* _Dataset_
==*==
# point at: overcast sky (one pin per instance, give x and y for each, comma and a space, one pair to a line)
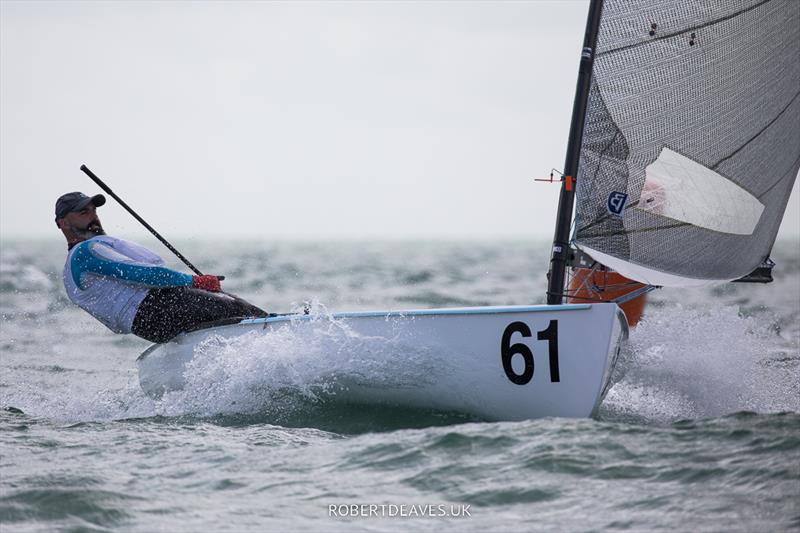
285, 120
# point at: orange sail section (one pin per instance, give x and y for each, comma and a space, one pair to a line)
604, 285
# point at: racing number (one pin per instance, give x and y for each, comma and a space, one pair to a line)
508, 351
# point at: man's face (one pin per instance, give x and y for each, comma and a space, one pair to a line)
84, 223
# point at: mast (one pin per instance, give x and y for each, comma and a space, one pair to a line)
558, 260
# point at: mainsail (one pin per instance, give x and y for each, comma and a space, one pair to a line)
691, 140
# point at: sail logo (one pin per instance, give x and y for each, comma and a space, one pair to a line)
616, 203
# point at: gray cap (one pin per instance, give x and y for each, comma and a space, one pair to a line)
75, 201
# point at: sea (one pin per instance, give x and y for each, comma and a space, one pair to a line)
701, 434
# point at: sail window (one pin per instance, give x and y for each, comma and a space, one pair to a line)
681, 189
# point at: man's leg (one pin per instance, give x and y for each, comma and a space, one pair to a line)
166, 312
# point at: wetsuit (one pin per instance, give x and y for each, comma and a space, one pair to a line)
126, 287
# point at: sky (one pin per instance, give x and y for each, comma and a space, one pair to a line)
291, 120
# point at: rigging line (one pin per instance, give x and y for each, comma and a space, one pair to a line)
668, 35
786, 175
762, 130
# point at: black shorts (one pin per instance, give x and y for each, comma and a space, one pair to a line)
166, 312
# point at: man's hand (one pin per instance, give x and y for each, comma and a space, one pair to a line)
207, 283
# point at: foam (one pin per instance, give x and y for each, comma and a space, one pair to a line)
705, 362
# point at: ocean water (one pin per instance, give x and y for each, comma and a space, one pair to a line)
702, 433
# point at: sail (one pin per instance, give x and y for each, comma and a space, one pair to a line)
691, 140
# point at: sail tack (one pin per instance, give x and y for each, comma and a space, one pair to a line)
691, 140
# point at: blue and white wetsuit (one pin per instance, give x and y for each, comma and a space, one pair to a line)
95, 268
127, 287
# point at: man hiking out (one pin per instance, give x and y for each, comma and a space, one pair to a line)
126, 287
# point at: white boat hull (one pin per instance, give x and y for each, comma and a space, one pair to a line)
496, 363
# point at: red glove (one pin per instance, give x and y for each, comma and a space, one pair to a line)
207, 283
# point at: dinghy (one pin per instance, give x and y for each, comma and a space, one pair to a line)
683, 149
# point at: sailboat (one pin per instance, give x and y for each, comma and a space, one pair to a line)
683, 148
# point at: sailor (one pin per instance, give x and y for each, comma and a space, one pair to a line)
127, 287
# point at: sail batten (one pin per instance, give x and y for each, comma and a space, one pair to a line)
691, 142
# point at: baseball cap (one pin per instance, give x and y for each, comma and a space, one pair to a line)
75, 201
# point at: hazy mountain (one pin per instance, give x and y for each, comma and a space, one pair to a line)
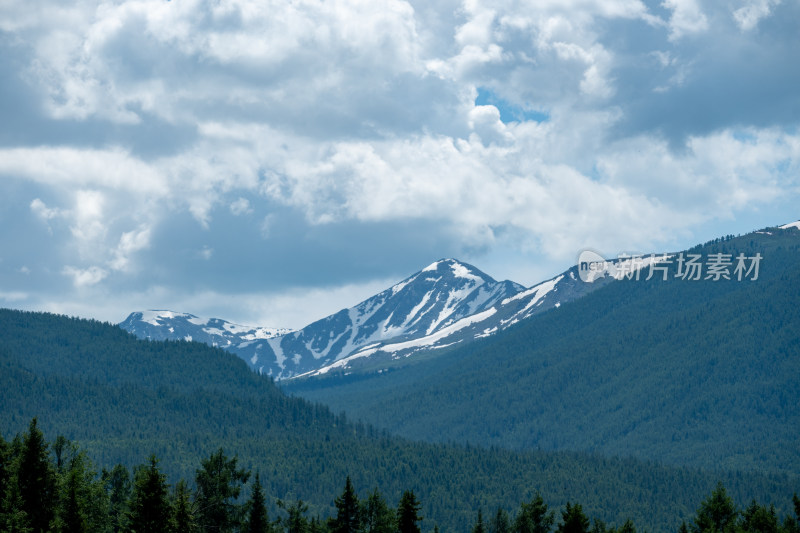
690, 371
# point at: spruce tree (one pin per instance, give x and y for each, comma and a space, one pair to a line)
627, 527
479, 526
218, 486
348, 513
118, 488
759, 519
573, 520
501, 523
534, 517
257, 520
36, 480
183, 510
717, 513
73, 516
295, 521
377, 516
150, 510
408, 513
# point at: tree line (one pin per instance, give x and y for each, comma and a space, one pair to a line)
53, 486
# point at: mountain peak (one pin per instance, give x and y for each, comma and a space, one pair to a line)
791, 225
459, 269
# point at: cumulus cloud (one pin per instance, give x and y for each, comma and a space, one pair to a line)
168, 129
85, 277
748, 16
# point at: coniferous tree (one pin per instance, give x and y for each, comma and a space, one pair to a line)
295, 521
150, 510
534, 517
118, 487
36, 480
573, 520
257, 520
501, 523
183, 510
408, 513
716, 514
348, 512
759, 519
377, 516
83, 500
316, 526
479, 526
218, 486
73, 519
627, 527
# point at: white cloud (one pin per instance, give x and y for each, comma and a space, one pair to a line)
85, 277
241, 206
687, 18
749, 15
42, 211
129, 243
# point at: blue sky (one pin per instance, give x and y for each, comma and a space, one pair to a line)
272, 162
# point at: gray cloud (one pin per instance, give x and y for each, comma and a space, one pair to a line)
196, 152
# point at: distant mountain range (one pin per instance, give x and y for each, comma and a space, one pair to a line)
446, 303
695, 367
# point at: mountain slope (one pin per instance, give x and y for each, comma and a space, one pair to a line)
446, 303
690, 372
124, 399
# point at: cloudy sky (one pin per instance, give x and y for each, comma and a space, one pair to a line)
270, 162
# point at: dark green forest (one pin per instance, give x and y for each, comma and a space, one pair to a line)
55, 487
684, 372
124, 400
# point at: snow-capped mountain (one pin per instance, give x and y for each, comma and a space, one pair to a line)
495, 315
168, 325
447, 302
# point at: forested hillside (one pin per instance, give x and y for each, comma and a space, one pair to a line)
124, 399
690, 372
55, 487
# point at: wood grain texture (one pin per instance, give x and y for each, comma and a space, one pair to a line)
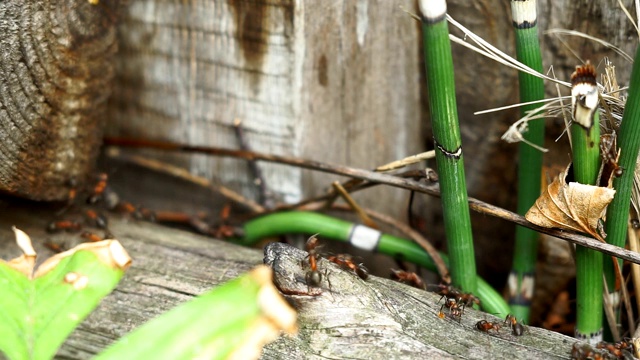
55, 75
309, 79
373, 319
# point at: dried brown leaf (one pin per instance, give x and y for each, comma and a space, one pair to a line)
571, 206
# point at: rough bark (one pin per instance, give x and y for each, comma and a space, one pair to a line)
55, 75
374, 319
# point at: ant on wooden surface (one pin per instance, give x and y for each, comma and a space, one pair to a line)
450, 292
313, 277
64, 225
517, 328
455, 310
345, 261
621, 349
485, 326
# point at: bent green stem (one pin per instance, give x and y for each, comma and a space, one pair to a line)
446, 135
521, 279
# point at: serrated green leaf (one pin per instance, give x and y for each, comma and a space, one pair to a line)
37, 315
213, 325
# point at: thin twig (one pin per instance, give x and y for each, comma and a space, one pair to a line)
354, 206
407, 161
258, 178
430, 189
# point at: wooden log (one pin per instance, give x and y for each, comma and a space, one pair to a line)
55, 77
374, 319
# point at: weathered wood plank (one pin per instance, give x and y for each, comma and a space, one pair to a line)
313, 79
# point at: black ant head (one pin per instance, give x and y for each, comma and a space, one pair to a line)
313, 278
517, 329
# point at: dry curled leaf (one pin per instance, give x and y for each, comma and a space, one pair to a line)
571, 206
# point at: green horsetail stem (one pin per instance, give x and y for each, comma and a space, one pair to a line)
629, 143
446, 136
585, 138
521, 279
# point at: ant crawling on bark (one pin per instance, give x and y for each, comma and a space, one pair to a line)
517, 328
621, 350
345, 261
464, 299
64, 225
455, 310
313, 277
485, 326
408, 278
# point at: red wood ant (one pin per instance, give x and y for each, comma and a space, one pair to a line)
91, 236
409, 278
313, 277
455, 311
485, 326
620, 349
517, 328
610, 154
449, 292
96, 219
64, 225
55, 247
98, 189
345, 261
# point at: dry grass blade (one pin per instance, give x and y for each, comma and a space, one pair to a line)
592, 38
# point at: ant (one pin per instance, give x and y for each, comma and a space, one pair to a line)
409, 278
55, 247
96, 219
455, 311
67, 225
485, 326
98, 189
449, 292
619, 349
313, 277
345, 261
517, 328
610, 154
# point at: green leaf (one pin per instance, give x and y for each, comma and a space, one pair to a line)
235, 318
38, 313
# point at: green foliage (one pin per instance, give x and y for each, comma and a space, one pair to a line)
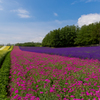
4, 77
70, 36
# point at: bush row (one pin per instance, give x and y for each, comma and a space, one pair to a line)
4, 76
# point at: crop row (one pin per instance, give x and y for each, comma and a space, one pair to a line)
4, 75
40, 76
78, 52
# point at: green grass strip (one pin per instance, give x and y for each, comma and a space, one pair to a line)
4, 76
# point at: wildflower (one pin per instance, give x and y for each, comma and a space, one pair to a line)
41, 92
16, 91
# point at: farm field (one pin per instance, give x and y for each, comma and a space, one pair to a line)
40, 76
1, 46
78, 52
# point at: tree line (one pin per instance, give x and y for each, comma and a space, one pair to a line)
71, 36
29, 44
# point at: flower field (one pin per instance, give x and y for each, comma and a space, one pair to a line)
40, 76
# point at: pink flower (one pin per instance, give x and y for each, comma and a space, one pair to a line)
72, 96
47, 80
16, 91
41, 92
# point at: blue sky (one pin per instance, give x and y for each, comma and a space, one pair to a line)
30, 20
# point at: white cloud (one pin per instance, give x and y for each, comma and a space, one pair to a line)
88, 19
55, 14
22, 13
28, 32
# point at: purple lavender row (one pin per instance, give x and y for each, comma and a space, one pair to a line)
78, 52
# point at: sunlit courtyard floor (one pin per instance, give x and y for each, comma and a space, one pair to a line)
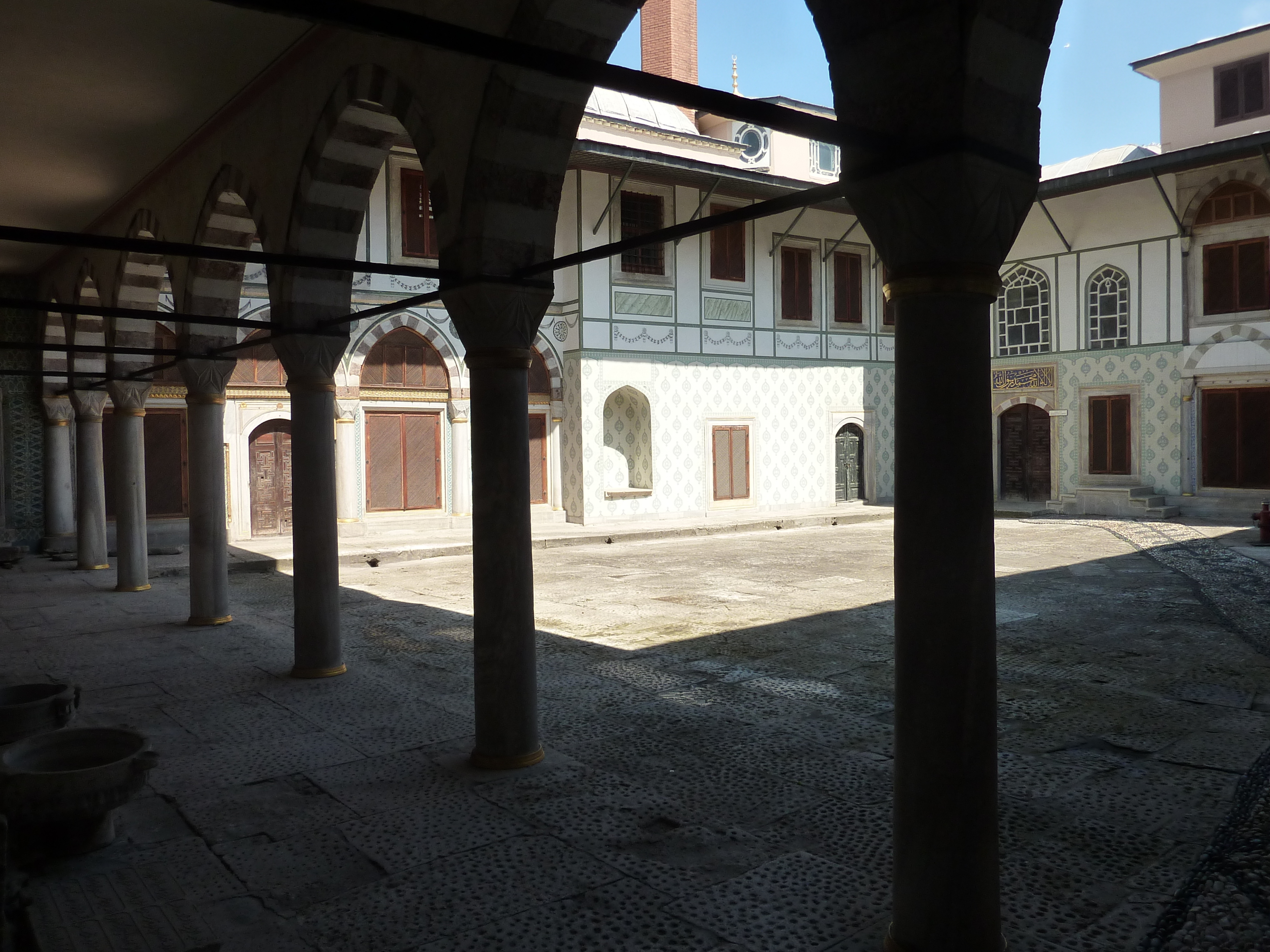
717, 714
==*==
* _What is needed_
Do not copy pictures. Restate exactly the lines from the one containing "# point at: red wood" through the last line of the records.

* _Completed exercise_
# point at: red wood ant (one pin per instance, give x and y for each, comma and a space, one pair to a line)
91, 236
409, 278
313, 277
455, 311
485, 326
620, 349
517, 328
610, 154
449, 292
96, 219
64, 225
55, 247
98, 189
345, 261
# point at: dry grass blade (one pin per instance, give x and y for each, comma and a space, one pair to a line)
592, 38
# point at: ant (one pin per instance, give x and y for each, comma and a space, one pair to a line)
409, 278
55, 247
96, 219
455, 311
67, 225
485, 326
98, 189
449, 292
619, 349
313, 277
345, 261
517, 328
610, 154
# point at: green leaf (one pin per instance, give x and y for each, comma and a space, one pair to a line)
235, 318
38, 313
# point at: green foliage (one pin per instance, give x and y for each, comma and a space, one pair to a line)
4, 77
70, 36
# point at: bush row (one pin per instance, give x and y for each, comma and a space, one pair to a line)
4, 76
# point at: crop row (one pin per instance, give x and y for each, comma and a space, one pair to a line)
4, 75
40, 76
78, 52
# point at: green grass strip (one pin per instance, give x and y for each, comma and a space, one pair to a line)
4, 76
# point at: wildflower (one pin per instance, give x and y for each, comma and a space, one pair to a line)
41, 92
16, 91
# point at: farm field (one pin per instance, give x and y for each, comma and a space, one pair to a line)
40, 76
1, 46
78, 52
# point at: tree line (one pin per instance, give x and y for each, comma and a space, one pair to a line)
71, 36
29, 44
# point at: flower field (one pin per instance, give x and y for each, comma and a space, one pair to a line)
40, 76
# point at: pink flower (one pin per instance, give x and y for each, comma and a space, one pair to a line)
72, 96
47, 80
16, 91
41, 92
# point at: blue sky (one pin per instance, give x and y for each, comma and a space, one pair to a line)
30, 20
# point at: white cloud (one pin per instance, give x and y for each, comma and a space, one pair to a line)
88, 19
55, 14
22, 13
28, 32
# point at: purple lavender row (one pin per instance, give x and y for each, comma and a space, one pair to a line)
78, 52
# point at: sunlit courtyard floor (one pin per instance, give x and y for each, comma and a space, one pair to a line)
717, 714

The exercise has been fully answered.